What to do » Please put every line of the material into a Markdown table with the columns No. and Entry, starting with the line that contains "segment the **brown branch**" and going on through the end of the material. Number the rows and skip any blank lines.

[start of Data shown]

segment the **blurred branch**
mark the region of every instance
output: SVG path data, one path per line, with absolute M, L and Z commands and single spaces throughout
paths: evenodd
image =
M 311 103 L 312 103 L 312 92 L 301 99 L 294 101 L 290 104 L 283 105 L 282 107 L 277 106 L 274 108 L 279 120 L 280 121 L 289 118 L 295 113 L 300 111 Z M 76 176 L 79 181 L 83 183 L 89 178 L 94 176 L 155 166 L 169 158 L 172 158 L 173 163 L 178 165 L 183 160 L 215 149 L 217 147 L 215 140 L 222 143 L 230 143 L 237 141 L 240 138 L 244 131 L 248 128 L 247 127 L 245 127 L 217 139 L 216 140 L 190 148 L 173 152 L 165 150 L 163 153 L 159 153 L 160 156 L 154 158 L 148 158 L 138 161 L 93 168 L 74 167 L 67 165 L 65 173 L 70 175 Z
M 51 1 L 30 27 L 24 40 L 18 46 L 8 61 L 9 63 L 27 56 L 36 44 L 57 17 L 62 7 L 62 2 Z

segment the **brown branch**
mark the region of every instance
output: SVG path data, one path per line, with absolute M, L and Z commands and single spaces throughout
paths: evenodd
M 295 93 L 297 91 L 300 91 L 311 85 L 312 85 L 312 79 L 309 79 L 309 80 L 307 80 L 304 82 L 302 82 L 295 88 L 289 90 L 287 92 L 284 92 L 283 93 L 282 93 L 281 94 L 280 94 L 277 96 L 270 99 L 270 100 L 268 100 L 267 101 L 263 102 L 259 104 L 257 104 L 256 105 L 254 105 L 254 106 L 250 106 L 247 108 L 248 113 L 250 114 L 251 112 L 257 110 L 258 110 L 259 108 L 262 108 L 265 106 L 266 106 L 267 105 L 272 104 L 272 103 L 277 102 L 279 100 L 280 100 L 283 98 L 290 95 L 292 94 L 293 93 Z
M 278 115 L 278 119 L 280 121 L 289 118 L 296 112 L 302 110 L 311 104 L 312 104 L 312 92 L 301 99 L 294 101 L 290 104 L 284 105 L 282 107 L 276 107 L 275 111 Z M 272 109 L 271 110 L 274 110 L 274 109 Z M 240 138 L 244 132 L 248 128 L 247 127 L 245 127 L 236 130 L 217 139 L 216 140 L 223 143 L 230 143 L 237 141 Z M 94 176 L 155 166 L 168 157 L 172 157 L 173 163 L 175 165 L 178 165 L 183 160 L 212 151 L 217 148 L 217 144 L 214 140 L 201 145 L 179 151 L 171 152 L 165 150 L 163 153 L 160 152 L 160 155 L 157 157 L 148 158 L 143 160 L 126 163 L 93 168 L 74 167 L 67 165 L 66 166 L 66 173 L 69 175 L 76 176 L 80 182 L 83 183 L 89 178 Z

[end of Data shown]

The completed task »
| No. | Entry |
|---|---|
| 1 | segment the **brown branch** |
| 2 | mark the region of every instance |
| 3 | output: SVG path data, one path per line, with absolute M, L and Z commands and single spaces throughout |
| 4 | paths: evenodd |
| 5 | M 295 93 L 297 91 L 300 91 L 311 85 L 312 85 L 312 79 L 309 79 L 309 80 L 307 80 L 304 82 L 302 82 L 295 88 L 289 90 L 287 92 L 284 92 L 283 93 L 282 93 L 281 94 L 280 94 L 277 96 L 270 99 L 270 100 L 268 100 L 267 101 L 263 102 L 259 104 L 257 104 L 256 105 L 254 105 L 254 106 L 250 106 L 247 108 L 248 113 L 250 114 L 251 112 L 257 110 L 258 110 L 259 108 L 262 108 L 265 106 L 266 106 L 267 105 L 272 104 L 272 103 L 277 102 L 279 100 L 280 100 L 283 98 L 290 95 L 292 94 L 293 93 Z |
| 6 | M 278 115 L 278 119 L 280 121 L 289 118 L 296 112 L 302 110 L 311 104 L 312 104 L 312 92 L 301 99 L 294 101 L 290 104 L 284 105 L 282 107 L 276 107 L 275 111 Z M 272 109 L 271 110 L 274 110 L 274 109 Z M 240 138 L 244 132 L 248 128 L 247 127 L 245 127 L 236 130 L 217 139 L 216 140 L 223 143 L 230 143 L 237 141 Z M 94 176 L 155 166 L 168 157 L 172 157 L 173 163 L 175 165 L 178 165 L 183 160 L 212 151 L 217 148 L 217 144 L 214 140 L 201 145 L 179 151 L 171 152 L 165 150 L 163 153 L 160 152 L 160 155 L 157 157 L 148 158 L 143 160 L 126 163 L 93 168 L 74 167 L 67 165 L 66 166 L 66 173 L 69 175 L 76 176 L 80 182 L 83 183 L 89 178 Z |